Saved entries

---------------

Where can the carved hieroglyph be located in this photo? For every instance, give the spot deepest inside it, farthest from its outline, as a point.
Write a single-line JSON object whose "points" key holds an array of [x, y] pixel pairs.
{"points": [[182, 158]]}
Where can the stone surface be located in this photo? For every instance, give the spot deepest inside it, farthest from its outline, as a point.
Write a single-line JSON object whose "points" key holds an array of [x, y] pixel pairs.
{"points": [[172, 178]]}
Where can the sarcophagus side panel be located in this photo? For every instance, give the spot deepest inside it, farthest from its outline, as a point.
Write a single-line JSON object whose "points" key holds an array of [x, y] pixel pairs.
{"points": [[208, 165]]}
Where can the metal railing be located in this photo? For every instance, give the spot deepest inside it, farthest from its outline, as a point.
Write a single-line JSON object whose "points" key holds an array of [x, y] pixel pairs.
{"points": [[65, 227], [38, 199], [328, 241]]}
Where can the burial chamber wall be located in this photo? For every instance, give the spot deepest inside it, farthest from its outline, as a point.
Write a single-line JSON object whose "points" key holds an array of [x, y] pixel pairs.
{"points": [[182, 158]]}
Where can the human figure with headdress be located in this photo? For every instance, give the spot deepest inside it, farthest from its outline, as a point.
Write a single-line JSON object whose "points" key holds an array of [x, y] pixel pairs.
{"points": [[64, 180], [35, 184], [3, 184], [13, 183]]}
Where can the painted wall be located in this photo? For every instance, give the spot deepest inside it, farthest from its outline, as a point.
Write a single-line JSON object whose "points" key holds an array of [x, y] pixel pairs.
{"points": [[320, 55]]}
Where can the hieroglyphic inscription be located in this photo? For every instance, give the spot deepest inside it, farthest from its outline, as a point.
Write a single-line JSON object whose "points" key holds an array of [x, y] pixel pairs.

---------------

What is expected: In the records above, find the lines containing "wall" and copy them.

Exercise result:
Where can the burial chamber wall be located in this photo? For every instance, give the spot deepest inside it, farthest from its outline, as a point.
Where can the painted wall be located in this photo? For every instance, give the spot deepest inside it, farthest from its outline, as a point.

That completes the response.